What to work on
Locate each line in the entries that contains the word "beige", and copy every such line.

Data provided

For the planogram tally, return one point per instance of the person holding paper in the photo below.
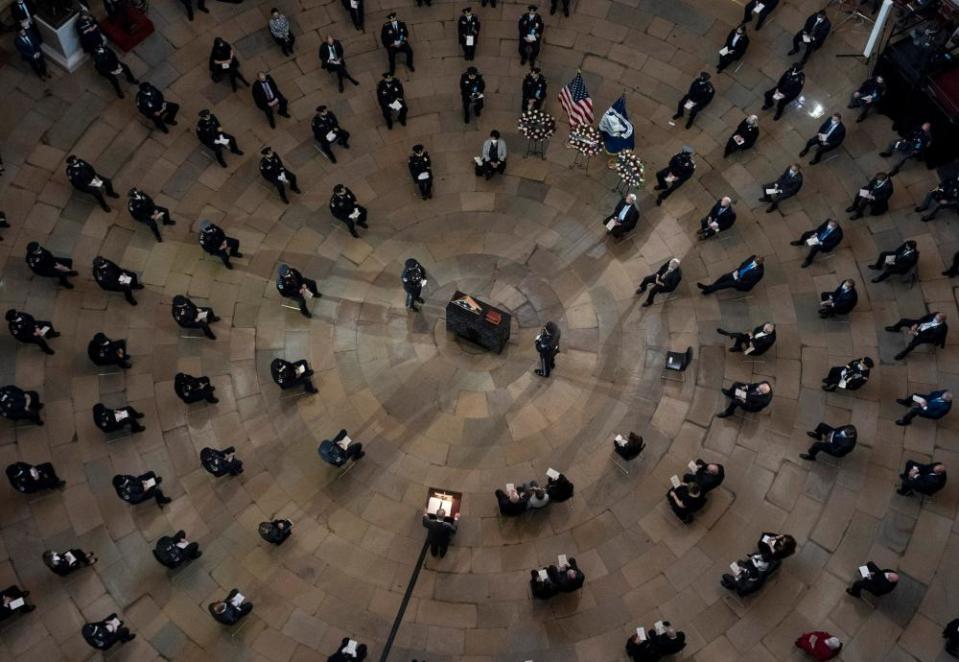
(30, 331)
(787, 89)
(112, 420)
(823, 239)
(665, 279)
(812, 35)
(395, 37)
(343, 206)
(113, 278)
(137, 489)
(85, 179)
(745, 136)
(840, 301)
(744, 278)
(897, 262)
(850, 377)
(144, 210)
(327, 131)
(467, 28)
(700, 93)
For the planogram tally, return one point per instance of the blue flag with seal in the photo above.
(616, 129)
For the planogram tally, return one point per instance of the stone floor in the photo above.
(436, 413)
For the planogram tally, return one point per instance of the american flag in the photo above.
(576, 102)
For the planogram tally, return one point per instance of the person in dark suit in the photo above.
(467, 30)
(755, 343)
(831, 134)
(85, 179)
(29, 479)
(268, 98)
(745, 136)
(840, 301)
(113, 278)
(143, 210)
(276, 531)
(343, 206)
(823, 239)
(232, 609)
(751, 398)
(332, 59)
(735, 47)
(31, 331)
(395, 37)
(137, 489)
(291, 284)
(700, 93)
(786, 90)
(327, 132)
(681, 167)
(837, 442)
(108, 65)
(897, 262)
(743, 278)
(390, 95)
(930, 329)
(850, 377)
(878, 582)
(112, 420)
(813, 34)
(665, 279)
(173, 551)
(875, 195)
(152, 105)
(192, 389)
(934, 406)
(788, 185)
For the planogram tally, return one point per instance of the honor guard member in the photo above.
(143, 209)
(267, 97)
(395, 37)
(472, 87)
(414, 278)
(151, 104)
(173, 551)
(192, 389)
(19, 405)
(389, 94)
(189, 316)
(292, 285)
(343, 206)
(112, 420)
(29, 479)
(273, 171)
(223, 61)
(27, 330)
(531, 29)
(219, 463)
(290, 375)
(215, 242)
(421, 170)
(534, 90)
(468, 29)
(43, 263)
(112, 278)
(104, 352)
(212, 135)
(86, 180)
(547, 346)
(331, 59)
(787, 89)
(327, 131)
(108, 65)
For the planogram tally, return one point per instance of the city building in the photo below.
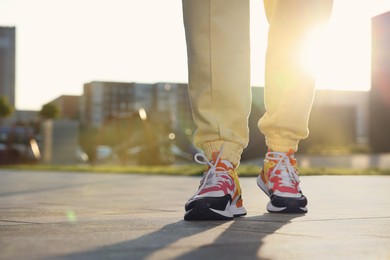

==

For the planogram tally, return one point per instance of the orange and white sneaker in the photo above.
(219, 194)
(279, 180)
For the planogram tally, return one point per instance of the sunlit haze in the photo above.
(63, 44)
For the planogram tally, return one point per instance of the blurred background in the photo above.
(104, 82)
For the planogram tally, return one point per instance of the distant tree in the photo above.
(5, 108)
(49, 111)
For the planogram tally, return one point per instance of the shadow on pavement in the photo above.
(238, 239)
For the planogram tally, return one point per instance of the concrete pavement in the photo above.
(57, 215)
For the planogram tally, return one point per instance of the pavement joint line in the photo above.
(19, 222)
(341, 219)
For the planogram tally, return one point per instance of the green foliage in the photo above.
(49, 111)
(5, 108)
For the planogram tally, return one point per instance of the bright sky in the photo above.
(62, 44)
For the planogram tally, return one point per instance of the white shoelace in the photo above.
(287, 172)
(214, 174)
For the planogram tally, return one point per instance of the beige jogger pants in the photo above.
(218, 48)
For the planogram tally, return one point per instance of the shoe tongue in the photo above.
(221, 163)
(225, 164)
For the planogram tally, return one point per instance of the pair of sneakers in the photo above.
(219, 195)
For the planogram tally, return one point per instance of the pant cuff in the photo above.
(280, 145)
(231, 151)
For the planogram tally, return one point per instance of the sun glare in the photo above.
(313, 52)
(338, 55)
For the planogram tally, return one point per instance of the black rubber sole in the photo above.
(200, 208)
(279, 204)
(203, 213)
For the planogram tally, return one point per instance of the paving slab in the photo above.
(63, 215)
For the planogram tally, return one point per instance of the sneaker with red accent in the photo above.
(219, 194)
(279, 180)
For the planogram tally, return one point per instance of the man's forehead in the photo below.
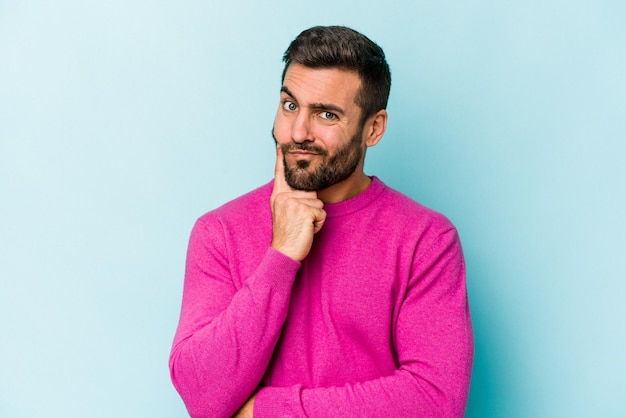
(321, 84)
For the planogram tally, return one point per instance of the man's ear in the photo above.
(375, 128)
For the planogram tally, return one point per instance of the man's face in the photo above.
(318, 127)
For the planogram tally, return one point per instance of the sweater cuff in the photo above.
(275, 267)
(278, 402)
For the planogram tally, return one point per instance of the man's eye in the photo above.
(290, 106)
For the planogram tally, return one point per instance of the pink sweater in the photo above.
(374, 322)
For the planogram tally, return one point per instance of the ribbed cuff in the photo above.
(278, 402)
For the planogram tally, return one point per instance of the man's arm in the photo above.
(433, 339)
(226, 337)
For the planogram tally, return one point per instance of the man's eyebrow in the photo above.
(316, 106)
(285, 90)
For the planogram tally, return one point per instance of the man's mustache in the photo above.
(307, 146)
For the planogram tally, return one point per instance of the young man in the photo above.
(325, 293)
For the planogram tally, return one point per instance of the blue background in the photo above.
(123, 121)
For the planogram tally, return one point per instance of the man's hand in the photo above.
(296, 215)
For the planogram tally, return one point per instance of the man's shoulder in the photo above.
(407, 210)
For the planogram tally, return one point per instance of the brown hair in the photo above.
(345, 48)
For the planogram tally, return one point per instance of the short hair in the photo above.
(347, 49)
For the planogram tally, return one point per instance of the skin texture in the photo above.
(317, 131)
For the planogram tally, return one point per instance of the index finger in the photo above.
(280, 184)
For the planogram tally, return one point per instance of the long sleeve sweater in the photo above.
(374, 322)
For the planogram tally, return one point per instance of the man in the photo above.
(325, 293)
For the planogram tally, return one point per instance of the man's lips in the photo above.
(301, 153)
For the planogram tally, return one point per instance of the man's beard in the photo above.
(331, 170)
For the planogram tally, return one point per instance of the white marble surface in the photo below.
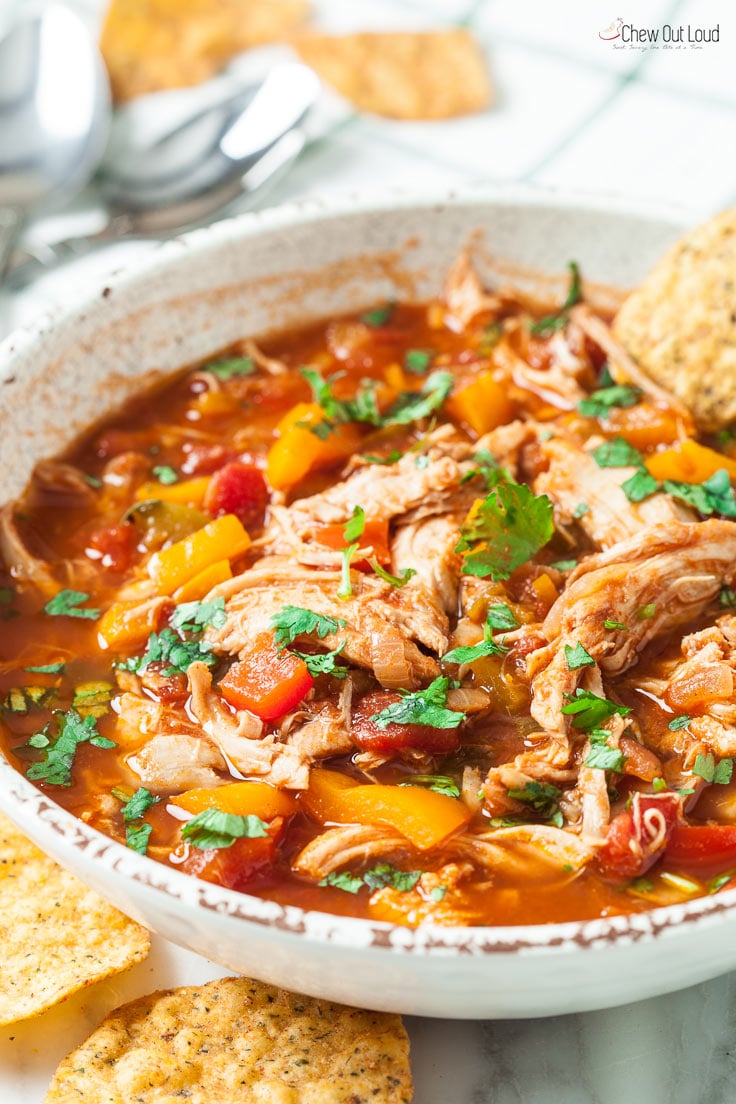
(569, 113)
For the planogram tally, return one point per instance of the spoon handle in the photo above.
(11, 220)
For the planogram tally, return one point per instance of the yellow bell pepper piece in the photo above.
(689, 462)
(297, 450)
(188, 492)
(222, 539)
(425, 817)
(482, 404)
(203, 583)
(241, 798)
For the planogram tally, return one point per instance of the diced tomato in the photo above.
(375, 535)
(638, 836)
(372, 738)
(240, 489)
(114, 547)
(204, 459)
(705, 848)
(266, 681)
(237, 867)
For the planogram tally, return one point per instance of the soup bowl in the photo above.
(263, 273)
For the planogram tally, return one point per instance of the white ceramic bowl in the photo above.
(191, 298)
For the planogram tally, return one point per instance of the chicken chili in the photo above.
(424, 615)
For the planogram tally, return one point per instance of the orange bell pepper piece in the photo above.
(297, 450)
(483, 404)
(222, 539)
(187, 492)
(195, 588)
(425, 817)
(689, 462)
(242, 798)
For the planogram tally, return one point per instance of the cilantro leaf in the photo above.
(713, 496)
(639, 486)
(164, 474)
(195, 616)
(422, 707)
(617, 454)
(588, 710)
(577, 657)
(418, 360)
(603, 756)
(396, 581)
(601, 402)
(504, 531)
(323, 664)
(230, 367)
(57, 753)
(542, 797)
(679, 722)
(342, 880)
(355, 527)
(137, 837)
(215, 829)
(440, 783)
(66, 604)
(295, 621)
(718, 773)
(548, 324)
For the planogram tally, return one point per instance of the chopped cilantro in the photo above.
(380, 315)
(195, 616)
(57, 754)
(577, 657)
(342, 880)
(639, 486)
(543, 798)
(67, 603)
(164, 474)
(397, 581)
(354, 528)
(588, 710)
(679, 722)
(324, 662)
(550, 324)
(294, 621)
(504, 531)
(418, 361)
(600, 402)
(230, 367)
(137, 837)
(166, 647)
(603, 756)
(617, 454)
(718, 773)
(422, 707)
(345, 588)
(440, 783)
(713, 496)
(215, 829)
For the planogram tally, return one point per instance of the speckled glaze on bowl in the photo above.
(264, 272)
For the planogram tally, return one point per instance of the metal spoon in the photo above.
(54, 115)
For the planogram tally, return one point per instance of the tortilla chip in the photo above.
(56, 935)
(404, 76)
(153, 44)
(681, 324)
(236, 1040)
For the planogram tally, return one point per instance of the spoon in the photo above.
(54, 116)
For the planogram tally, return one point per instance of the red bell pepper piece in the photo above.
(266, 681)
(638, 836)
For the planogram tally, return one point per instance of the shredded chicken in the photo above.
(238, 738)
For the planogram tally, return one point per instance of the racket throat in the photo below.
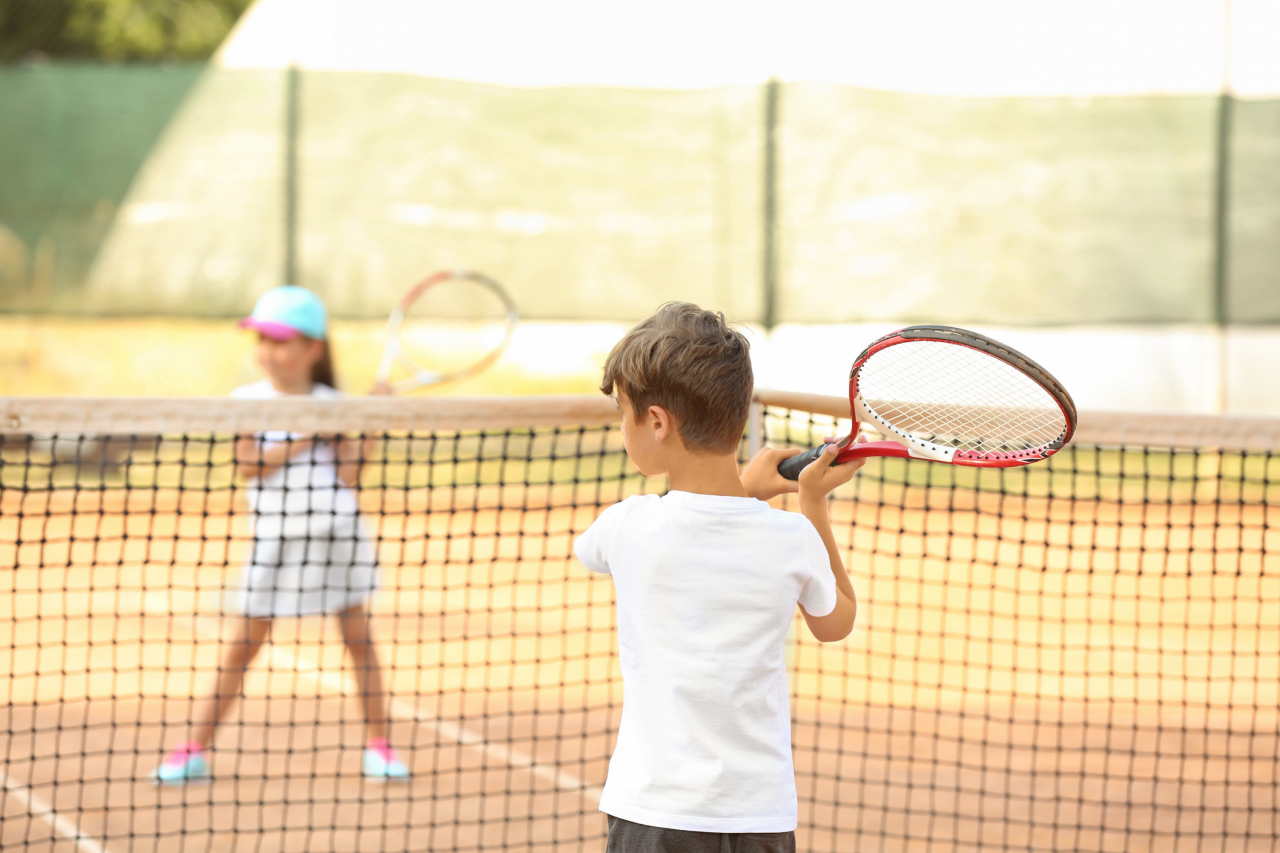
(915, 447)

==

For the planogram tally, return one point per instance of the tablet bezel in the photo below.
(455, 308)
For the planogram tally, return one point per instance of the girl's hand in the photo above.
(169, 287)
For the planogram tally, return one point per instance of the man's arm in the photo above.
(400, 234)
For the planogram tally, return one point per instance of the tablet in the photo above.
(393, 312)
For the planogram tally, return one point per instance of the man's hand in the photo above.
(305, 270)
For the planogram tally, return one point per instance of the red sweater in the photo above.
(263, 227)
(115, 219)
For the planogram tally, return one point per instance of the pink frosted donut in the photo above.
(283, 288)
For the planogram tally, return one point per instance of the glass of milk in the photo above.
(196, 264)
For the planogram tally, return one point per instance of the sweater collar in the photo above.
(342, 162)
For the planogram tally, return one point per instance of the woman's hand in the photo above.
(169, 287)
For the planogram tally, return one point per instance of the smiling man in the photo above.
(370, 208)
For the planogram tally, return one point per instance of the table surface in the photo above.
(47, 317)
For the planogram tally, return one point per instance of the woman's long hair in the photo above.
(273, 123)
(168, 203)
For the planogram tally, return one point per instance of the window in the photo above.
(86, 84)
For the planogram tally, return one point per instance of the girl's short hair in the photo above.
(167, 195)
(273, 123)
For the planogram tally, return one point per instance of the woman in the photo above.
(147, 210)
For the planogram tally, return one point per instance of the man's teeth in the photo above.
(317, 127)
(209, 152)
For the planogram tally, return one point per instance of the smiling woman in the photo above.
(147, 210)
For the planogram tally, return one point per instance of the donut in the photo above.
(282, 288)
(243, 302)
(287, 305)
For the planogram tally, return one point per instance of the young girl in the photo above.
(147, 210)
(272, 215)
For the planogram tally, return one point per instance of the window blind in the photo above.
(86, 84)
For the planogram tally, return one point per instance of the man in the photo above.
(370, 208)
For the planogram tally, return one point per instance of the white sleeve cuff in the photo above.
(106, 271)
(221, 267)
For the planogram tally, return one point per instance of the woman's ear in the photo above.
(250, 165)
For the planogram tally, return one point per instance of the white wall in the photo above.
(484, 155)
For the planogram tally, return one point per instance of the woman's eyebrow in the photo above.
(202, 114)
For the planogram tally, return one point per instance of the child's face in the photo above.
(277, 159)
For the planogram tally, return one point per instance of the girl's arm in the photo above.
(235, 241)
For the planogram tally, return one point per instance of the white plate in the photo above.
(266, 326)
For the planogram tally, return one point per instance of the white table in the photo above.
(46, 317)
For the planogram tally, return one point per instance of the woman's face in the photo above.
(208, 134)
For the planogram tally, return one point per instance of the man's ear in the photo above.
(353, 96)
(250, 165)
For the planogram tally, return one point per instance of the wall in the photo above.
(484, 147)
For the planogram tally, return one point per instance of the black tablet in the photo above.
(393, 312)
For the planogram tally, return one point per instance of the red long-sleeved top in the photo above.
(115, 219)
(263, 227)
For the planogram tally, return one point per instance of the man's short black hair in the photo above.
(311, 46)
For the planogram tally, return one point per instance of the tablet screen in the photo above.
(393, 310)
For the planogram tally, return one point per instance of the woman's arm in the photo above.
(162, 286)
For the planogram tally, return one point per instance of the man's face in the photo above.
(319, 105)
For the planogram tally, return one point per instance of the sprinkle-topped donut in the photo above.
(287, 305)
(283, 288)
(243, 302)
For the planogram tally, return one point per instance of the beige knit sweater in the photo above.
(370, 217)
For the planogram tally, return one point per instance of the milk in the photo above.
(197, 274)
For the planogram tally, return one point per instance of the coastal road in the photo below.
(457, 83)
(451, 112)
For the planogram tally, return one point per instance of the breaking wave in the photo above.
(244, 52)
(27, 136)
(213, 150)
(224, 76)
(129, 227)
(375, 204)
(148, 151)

Expected answer
For the planogram tally, return one point per instance of the beige jogger pants in the photo above.
For the planogram tally, return one point per instance of the beige knit sweater in the photo above.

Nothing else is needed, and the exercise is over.